### Instructions for the task
Continue the article on the U.K.'s shortage of fuel-delivery drivers from where it stops.

### Page extract
Content starts

A disruptive shortage of fuel haulers isn’t unique to the United States.
The United Kingdom also is suffering from a severe lack of qualified fuel-delivery drivers, compelling government leaders to issue an urgent plea for European tanker drivers to help alleviate the country’s post-Brexit fuel crisis.
However, according to international reports, only a small number of drivers applied for the temporary work visas offered to European drivers at the request of U.K. trucking companies. The government was hoping for 300 applicants, and attracted only 127, Prime Minister Boris Johnson said—and only 27 according to the Department for Business, Energy, and Industrial Strategy.
“What we said to the road haulage industry was, ‘Fine, give us the names of the drivers that you want to bring in, and we will sort out the visas, you’ve got another 5,000 visas,’” Johnson said in a recent BBC interview.
“They only produced 127 names so far.”

Content ends

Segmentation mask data

Content starts

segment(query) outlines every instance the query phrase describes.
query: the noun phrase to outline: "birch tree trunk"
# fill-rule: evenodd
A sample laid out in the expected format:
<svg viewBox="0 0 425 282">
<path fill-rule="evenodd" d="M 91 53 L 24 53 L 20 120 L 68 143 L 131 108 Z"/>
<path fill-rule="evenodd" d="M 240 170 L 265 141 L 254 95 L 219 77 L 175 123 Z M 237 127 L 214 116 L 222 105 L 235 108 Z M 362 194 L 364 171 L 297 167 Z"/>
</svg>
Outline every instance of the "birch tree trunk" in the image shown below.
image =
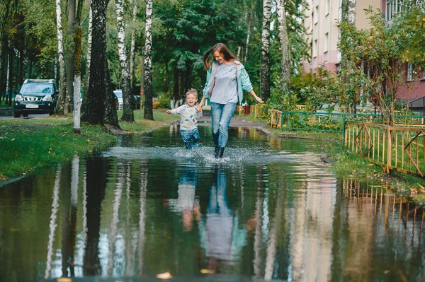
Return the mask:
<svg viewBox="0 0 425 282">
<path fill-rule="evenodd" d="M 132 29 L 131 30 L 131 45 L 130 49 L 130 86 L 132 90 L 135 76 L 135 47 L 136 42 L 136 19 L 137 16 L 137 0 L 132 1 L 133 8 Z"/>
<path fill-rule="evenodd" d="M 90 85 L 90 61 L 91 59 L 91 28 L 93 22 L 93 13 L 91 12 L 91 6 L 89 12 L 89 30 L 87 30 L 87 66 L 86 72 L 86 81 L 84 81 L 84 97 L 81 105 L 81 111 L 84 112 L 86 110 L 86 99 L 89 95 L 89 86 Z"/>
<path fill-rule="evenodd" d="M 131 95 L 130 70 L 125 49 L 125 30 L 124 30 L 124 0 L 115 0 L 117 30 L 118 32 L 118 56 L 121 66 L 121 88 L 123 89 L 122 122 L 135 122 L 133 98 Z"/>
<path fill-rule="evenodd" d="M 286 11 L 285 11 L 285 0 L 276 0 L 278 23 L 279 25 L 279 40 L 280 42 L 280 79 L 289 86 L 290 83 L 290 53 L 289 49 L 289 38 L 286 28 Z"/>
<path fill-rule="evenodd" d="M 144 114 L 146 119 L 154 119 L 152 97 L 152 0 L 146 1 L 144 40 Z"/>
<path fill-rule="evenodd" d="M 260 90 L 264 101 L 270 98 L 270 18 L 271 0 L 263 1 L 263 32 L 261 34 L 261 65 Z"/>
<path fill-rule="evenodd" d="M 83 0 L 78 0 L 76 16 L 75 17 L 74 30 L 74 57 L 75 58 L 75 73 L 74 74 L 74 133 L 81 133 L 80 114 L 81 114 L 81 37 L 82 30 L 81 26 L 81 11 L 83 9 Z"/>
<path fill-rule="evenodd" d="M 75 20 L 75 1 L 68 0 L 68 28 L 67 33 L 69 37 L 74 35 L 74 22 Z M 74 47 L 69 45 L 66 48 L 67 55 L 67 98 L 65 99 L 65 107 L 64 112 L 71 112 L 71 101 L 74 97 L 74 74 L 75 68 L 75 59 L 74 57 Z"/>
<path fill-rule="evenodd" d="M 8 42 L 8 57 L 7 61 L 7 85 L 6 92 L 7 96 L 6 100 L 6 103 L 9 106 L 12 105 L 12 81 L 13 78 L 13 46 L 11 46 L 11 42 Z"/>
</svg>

Content ends
Content starts

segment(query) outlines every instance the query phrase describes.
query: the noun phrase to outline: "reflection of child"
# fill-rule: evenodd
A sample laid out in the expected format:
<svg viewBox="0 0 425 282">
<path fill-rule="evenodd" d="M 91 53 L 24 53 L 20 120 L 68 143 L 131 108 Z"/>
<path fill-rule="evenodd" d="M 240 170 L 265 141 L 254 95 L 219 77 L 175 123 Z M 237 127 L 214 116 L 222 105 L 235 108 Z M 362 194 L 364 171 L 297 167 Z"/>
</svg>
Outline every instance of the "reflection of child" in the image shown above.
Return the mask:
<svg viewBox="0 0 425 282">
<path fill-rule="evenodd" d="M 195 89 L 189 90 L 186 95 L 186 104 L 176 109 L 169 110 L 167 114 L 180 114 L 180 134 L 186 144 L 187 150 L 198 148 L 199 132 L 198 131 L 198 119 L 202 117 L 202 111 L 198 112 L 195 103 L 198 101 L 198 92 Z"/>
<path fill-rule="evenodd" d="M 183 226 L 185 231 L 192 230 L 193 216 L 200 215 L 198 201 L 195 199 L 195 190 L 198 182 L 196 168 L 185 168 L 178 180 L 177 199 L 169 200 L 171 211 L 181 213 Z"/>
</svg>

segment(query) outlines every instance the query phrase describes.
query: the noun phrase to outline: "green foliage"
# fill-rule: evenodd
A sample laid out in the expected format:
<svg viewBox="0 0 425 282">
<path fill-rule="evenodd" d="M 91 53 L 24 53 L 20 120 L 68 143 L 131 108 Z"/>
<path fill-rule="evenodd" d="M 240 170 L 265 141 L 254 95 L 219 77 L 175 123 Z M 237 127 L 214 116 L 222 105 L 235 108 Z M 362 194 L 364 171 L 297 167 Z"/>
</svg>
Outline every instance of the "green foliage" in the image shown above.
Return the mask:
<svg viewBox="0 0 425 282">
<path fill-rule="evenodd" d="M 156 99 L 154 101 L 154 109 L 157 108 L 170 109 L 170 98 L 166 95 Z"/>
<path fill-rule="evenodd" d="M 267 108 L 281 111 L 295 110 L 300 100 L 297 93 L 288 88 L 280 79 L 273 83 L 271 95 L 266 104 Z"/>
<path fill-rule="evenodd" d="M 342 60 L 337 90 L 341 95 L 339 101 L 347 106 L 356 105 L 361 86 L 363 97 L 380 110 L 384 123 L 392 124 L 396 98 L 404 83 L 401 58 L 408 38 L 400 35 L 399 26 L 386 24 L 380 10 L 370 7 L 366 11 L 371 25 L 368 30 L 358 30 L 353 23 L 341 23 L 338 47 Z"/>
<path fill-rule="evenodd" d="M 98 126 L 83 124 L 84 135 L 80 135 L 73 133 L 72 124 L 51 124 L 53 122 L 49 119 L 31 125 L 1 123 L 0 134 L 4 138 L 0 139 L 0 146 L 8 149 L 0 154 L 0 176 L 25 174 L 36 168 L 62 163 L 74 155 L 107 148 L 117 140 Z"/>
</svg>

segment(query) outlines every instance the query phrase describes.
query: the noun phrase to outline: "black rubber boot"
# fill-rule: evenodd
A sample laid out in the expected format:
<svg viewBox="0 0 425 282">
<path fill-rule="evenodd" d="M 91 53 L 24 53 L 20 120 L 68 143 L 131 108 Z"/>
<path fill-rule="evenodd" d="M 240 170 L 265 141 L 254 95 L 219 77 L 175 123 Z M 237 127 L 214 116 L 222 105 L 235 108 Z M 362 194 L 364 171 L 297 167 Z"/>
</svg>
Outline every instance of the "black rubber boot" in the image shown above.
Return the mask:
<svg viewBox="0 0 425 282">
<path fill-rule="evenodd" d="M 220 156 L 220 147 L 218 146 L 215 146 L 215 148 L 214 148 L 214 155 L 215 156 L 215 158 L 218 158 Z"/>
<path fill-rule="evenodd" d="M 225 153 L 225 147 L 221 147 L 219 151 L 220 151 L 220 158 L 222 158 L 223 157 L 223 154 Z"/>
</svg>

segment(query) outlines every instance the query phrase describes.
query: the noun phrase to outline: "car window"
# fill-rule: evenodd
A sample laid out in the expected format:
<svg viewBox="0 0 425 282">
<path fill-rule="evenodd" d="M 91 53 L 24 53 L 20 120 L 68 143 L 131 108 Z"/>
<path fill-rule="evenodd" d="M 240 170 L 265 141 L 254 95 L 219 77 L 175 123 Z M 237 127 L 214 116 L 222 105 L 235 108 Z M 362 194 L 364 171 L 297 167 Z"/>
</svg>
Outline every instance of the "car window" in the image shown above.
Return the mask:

Content ends
Content starts

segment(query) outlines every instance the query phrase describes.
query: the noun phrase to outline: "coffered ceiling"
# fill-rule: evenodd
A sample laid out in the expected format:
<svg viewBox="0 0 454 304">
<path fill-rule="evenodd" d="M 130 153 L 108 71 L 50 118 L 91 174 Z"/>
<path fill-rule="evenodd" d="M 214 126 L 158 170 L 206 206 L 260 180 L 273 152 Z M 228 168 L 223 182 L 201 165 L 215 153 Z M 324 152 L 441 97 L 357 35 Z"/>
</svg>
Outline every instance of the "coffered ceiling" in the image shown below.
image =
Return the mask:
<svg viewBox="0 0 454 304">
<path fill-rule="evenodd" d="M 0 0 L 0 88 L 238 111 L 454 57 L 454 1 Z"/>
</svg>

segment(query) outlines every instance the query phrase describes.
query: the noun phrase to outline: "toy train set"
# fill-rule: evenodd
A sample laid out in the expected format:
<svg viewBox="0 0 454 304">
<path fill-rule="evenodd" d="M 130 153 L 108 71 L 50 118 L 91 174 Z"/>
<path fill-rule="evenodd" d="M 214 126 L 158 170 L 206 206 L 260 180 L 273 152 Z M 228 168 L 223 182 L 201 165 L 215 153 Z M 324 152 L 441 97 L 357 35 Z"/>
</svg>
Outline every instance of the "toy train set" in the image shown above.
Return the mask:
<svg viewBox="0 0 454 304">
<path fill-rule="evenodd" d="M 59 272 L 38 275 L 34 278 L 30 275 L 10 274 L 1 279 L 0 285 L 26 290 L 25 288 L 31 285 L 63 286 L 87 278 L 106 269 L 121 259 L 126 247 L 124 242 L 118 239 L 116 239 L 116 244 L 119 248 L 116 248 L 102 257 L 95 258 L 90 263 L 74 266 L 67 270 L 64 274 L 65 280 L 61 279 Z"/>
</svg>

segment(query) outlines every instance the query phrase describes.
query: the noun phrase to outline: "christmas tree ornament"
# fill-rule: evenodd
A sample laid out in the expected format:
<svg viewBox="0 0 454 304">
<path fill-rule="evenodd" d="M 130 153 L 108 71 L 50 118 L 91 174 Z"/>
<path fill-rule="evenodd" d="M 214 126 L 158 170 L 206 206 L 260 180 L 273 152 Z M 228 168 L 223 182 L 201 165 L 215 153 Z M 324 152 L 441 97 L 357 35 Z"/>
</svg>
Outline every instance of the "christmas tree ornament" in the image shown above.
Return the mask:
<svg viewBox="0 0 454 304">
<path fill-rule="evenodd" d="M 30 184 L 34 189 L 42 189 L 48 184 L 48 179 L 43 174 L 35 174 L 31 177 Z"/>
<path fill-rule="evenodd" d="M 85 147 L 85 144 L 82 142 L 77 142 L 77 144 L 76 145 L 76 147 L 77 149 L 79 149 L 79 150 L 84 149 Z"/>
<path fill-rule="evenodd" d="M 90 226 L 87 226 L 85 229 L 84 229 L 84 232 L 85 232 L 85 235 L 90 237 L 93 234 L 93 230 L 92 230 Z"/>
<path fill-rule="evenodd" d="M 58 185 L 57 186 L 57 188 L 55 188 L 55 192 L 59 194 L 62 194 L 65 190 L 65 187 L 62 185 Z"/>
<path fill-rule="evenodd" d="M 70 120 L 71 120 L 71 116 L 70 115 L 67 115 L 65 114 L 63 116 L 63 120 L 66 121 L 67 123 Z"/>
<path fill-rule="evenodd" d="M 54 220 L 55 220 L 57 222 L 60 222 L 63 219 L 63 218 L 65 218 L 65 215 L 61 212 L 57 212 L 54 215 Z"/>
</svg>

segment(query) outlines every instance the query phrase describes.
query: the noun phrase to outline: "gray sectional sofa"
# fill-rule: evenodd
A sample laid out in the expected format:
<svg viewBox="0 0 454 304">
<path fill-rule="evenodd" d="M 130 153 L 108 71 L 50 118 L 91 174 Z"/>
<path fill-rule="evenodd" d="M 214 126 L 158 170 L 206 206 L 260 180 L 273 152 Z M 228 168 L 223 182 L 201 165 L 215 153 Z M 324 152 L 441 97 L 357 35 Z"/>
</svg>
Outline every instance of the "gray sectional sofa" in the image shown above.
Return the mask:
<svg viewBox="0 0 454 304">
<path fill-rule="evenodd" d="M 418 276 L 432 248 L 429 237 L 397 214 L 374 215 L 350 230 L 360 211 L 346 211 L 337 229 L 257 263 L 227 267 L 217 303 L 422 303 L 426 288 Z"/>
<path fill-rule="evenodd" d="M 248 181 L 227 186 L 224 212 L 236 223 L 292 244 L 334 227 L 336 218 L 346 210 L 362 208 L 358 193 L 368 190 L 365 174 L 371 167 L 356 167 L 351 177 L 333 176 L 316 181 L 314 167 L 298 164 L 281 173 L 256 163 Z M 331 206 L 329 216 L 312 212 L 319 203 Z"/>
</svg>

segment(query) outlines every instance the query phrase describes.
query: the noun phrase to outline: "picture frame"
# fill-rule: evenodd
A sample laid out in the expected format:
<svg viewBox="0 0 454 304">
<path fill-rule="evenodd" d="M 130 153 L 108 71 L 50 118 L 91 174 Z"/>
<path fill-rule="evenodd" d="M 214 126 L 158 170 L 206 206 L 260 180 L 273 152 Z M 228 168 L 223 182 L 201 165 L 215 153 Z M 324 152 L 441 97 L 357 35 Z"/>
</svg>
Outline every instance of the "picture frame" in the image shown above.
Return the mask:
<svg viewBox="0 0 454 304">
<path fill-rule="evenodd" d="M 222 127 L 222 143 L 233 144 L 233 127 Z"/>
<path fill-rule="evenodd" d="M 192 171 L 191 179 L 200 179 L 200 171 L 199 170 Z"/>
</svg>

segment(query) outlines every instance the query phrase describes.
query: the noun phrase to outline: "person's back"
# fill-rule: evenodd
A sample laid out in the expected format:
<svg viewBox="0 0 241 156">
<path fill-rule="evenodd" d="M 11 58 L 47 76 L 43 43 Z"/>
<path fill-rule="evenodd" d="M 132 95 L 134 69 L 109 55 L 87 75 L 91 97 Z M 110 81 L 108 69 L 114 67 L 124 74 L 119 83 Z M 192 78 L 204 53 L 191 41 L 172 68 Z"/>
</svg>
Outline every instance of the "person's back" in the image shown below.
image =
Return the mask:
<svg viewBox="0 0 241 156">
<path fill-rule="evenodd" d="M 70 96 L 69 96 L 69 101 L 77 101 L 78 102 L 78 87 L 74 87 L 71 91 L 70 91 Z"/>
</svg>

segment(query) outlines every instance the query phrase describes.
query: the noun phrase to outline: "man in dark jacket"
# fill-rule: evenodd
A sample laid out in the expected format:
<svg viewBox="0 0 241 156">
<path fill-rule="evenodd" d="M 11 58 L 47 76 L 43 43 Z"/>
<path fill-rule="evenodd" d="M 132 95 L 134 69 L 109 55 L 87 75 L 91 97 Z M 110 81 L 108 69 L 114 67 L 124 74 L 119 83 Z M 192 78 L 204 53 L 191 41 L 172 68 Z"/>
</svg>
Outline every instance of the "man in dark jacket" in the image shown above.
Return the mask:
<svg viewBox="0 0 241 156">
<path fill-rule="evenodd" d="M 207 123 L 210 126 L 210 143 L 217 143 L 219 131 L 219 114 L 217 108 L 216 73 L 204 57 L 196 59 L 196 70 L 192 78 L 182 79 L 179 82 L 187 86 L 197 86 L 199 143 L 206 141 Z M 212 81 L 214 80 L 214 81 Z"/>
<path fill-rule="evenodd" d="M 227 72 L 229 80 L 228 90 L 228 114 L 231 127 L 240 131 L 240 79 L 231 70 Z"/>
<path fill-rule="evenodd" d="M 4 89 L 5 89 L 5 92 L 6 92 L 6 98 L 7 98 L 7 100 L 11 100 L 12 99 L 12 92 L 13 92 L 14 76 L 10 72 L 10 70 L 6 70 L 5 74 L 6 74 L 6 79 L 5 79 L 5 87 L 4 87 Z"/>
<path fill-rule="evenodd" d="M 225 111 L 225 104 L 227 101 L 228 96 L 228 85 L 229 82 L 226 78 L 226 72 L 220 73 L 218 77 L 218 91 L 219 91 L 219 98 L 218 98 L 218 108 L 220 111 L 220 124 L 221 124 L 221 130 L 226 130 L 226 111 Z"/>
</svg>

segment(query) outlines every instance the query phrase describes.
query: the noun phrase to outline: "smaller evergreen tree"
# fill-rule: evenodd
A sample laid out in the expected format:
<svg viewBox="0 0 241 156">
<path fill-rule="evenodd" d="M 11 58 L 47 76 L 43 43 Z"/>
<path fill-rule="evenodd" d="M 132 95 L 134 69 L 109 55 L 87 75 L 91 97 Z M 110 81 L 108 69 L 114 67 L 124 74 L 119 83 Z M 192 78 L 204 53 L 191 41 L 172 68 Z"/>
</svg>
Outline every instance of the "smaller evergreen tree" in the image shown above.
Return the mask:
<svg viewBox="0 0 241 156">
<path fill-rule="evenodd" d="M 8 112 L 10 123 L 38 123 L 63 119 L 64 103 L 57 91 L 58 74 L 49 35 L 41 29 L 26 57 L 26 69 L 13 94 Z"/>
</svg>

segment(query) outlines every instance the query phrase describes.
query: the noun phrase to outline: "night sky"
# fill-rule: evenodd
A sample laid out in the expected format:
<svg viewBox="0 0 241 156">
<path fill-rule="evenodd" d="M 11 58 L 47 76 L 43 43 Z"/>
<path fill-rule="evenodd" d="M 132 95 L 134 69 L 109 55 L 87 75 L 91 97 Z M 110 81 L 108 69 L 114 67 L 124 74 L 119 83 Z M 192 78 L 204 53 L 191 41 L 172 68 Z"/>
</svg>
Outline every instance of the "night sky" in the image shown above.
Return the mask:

Content ends

### Task output
As in the U.S., Britain does not have a shortage of fuel, but it is suffering from a significant shortage of drivers who can move it, leading to supply-chain issues for retailers, whose gas stations have run dry in recent weeks as a result.
Reports indicate Brexit has contributed to the lack of drivers because it ended workers’ free movement between the European Union and the U.K. Other factors include the coronavirus pandemic’s impact on driver pools and license testing, and “a long-standing reluctance on the part of younger people to replace the older truck drivers who are leaving the sector,” according to Fortune.
The U.K. government also relaxed testing standards in an attempt to produce new truck drivers—and enlisted military personnel to help drive tank trucks.